* **Activity list**
1 > From the passage on Covid-19 vaccine regulators, extract the text starting at "As Western nations" and ending at "one-upmanship, undermining trust.", copied word for word.
2 > Please write a continuation of the passage on Covid-19 vaccine regulators, beginning after its last sentence.

* **Selected excerpt**
━━━━━━━━━━━━━━━━
As Western nations begin to roll out the first batch of promising vaccines against Covid-19, with the UK leading the charge and the US the latest to follow suit, the gatekeepers whose job it is to supervise their efficacy, safety and distribution are in a very tough spot.

The pressure to go fast is immense. This once-in-a-century pandemic has claimed over 1 million lives worldwide. Lack of a cure has led to medieval-style, economy-crushing lockdowns. The likes of Donald Trump regularly berate regulators for perceived slowness.

Now the urge to win points for speed risks backfiring as regulators indulge in one-upmanship, undermining trust.

The UK regulator’s world-first approval of the Pfizer-BioNTech vaccine for emergency use this month, which should have been unambiguously good news for science, was unhelpfully proclaimed by UK politicians to be a Brexit victory against “slow” European peers who didn’t have “the best medical regulators.” The European Medicines Agency shot back that the Brits had been “hasty” instead of safe. The Food and Drug Administration’s Anthony Fauci agreed, before walking back his comments.
━━━━━━━━━━━━━━━━
* **Data extract**
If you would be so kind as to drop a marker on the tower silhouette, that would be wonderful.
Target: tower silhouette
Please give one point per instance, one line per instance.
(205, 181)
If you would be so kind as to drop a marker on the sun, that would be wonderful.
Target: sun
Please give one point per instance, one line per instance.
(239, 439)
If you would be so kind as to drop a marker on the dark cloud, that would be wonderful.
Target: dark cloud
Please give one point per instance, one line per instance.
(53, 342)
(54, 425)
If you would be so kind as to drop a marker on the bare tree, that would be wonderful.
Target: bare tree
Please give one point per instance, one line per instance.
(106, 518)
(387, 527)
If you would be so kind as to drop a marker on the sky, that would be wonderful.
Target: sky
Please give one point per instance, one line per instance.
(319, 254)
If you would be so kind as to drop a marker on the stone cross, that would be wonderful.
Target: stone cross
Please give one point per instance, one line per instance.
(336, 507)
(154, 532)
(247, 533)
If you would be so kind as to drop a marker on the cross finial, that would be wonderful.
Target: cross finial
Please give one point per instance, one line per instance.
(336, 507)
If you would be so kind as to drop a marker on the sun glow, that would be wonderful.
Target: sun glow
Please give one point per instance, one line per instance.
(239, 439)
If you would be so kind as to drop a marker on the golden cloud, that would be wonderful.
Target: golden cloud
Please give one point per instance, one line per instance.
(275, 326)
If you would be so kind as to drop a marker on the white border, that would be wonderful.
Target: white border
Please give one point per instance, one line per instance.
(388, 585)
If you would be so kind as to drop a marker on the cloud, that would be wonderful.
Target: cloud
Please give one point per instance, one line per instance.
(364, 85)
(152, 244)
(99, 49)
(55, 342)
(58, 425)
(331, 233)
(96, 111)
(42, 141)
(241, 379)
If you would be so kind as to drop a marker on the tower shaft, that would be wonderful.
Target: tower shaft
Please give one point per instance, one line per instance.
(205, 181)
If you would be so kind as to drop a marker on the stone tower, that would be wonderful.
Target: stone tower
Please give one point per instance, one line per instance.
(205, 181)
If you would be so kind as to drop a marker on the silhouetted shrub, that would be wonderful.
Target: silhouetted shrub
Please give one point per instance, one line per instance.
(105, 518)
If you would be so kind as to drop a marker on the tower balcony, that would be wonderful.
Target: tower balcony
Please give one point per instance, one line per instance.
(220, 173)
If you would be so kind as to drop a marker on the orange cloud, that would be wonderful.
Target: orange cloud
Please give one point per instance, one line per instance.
━━━━━━━━━━━━━━━━
* **Answers for the exercise**
1 >
As Western nations begin to roll out the first batch of promising vaccines against Covid-19, with the UK leading the charge and the US the latest to follow suit, the gatekeepers whose job it is to supervise their efficacy, safety and distribution are in a very tough spot.

The pressure to go fast is immense. This once-in-a-century pandemic has claimed over 1 million lives worldwide. Lack of a cure has led to medieval-style, economy-crushing lockdowns. The likes of Donald Trump regularly berate regulators for perceived slowness.

Now the urge to win points for speed risks backfiring as regulators indulge in one-upmanship, undermining trust.

2 >
Maybe if vaccine skepticism — polling around 40% in Western Europe — were less widespread, this mudslinging might not matter so much. These regulators have different processes for a reason. The FDA, as befits a centralized US entity, does things transparently: Members of a key advisory committee spent all day Thursday debating authorization live via webcast before giving the all-clear. The EMA is a more typical European creature, corralling 27 EU members into a single market. It’s taken pride in slowness as a badge of “safety,” but probably also to comfort consumers and dissuade those member states like Hungary that want to test Russia’s vaccine.

Yet the finger-pointing over speed and safety ignores that this is a marathon, not a sprint. Initial vaccine batches have only just been delivered, and supervisors have to be alert to any possible unwanted surprises. The UK’s first-mover advantage has made it a laboratory of sorts: News of two significant allergic reactions this week jolted its Medicines and Healthcare products Regulatory Agency into issuing a new advisory that those with a history of allergies should stay away from the vaccine. Surely regulators should be learning from each other, rather than competing, as more people get the shot.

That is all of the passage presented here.